● AIM OF THE TASK
Find each line in the entries below that contains the word "positive" and copy those lines.

● DATA FOR ANALYSIS
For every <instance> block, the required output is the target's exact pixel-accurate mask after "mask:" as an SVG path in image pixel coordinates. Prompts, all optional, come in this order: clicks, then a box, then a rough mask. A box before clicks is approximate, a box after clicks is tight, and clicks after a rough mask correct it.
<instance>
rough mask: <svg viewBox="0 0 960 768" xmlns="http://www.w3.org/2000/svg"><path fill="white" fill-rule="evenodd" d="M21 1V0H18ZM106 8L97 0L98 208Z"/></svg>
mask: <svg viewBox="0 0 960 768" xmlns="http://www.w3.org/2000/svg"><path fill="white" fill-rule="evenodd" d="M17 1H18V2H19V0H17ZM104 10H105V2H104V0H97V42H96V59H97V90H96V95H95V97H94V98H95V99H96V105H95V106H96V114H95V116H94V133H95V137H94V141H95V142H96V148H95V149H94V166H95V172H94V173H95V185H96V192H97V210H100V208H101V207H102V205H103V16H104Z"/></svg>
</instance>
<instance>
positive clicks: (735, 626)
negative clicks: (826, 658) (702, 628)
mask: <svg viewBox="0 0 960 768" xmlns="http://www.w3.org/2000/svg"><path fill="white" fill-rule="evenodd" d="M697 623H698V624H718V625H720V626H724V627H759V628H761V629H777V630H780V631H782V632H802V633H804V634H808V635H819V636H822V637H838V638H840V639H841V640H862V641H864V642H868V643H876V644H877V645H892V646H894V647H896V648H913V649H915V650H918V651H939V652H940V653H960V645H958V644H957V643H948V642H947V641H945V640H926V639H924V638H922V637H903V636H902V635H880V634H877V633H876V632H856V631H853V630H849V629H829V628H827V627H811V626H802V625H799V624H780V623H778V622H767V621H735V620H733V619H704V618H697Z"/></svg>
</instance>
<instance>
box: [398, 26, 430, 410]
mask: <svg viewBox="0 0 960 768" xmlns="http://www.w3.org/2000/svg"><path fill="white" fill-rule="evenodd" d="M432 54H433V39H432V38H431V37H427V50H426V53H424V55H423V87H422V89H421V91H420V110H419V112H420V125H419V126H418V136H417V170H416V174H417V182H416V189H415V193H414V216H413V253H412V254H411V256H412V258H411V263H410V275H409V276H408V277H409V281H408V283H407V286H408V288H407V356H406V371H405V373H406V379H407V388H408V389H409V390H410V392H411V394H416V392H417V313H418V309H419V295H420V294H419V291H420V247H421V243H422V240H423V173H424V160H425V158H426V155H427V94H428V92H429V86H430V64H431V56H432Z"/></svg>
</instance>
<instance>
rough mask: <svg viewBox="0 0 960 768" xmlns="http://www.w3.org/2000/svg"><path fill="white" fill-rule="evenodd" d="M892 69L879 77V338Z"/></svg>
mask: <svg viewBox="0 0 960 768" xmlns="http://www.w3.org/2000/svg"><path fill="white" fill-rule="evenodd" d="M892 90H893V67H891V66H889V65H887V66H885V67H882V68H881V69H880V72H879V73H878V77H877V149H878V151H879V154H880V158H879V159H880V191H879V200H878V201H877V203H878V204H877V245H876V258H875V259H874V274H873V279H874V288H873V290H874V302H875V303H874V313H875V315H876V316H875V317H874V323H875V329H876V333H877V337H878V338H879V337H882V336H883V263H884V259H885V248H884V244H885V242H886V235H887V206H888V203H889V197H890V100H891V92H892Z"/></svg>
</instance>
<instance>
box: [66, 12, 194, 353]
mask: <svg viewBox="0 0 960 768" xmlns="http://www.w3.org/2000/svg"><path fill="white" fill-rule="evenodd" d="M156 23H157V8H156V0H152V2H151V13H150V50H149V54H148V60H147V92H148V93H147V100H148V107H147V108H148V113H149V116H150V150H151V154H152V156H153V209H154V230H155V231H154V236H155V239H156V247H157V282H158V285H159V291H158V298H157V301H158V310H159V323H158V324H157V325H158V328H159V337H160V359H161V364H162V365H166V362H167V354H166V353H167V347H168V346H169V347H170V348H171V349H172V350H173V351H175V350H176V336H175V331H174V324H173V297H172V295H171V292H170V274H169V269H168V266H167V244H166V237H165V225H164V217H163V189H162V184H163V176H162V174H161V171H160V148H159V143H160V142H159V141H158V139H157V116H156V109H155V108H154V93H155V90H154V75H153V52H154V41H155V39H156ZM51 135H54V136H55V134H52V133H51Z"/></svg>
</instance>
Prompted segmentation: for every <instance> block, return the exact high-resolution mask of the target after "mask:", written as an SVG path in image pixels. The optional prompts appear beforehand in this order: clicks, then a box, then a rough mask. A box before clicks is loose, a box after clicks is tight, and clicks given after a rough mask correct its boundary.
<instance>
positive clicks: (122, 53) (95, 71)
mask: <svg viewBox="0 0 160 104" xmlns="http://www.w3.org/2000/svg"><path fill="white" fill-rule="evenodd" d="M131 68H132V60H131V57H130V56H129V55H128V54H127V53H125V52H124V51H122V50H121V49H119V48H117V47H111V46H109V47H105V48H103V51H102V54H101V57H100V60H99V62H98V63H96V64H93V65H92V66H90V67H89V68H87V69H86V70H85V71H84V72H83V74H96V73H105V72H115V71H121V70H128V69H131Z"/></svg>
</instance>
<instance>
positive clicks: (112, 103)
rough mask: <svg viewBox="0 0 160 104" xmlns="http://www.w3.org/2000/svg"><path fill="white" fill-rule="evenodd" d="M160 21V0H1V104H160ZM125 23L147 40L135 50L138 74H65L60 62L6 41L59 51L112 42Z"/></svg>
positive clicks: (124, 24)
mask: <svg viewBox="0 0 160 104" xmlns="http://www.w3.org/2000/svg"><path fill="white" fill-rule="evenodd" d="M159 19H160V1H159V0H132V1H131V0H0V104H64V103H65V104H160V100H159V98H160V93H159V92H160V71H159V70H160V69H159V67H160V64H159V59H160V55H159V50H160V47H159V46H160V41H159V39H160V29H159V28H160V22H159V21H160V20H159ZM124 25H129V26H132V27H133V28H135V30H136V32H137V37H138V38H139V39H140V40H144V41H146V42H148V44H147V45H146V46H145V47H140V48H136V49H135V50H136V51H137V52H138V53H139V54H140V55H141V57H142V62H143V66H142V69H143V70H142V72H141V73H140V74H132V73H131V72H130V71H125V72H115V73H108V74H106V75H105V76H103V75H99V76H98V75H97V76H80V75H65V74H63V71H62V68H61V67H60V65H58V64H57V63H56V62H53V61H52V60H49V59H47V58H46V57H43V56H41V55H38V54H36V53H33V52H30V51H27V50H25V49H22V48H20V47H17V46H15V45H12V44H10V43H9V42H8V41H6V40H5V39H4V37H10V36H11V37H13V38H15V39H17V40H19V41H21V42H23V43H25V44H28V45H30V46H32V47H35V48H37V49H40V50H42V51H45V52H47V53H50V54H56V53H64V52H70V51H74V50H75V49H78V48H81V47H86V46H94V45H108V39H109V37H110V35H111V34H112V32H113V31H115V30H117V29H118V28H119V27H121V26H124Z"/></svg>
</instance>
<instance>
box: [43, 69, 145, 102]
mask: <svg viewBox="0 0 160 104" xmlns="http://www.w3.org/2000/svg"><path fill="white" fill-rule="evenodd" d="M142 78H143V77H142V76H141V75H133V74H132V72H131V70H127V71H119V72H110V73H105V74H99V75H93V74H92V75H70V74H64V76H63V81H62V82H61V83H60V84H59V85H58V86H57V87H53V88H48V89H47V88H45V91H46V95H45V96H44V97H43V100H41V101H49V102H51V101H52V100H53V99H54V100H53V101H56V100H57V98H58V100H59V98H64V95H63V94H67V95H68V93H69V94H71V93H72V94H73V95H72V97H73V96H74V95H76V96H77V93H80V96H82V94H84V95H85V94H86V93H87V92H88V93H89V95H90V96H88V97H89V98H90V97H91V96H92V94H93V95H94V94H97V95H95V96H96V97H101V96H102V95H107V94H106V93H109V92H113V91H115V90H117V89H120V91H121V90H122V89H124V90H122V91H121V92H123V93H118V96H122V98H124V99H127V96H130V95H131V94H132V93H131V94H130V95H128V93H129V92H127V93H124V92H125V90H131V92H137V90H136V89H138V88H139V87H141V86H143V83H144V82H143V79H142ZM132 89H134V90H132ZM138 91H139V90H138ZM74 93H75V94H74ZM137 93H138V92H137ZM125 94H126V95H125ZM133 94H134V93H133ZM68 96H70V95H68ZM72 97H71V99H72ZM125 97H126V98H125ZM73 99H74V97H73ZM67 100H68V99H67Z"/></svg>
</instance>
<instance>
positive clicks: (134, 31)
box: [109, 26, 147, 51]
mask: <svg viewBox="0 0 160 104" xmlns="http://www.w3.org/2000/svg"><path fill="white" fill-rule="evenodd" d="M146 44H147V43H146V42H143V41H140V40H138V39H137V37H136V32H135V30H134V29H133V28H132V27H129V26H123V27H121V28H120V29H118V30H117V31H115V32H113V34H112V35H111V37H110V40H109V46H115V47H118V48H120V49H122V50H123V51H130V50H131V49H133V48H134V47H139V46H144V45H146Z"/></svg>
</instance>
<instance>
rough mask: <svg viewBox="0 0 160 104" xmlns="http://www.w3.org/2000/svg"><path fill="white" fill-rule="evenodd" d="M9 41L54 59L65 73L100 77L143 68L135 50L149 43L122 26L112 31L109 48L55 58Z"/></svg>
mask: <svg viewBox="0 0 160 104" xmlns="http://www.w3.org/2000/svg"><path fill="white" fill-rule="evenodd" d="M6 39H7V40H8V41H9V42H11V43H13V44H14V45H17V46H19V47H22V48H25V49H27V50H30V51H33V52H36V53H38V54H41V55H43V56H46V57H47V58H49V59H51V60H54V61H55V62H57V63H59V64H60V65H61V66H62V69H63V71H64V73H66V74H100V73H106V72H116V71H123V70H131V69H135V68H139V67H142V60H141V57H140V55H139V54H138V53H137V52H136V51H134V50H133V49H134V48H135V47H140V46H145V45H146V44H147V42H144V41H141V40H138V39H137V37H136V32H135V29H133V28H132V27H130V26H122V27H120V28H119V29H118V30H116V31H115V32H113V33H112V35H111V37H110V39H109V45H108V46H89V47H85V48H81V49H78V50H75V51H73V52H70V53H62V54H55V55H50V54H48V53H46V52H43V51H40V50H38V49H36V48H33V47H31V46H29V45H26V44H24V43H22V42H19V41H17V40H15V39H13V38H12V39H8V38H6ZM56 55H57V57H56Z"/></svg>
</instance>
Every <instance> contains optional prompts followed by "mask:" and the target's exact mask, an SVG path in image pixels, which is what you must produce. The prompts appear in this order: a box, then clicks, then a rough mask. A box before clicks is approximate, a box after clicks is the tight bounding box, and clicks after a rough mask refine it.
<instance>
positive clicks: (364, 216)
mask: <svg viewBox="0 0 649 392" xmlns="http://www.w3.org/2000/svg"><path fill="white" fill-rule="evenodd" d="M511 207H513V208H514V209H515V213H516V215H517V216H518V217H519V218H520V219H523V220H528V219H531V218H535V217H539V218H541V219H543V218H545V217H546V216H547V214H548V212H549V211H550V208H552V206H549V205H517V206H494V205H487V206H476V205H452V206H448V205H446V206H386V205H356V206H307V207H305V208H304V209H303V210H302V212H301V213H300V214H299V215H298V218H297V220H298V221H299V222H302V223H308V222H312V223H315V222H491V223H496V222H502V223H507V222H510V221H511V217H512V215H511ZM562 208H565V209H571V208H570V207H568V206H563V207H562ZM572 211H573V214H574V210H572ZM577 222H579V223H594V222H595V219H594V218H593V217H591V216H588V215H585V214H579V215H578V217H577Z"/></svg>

● EXERCISE SOLUTION
positive clicks: (735, 626)
positive clicks: (122, 53) (95, 71)
positive clicks: (112, 103)
positive clicks: (124, 24)
positive clicks: (134, 31)
positive clicks: (364, 216)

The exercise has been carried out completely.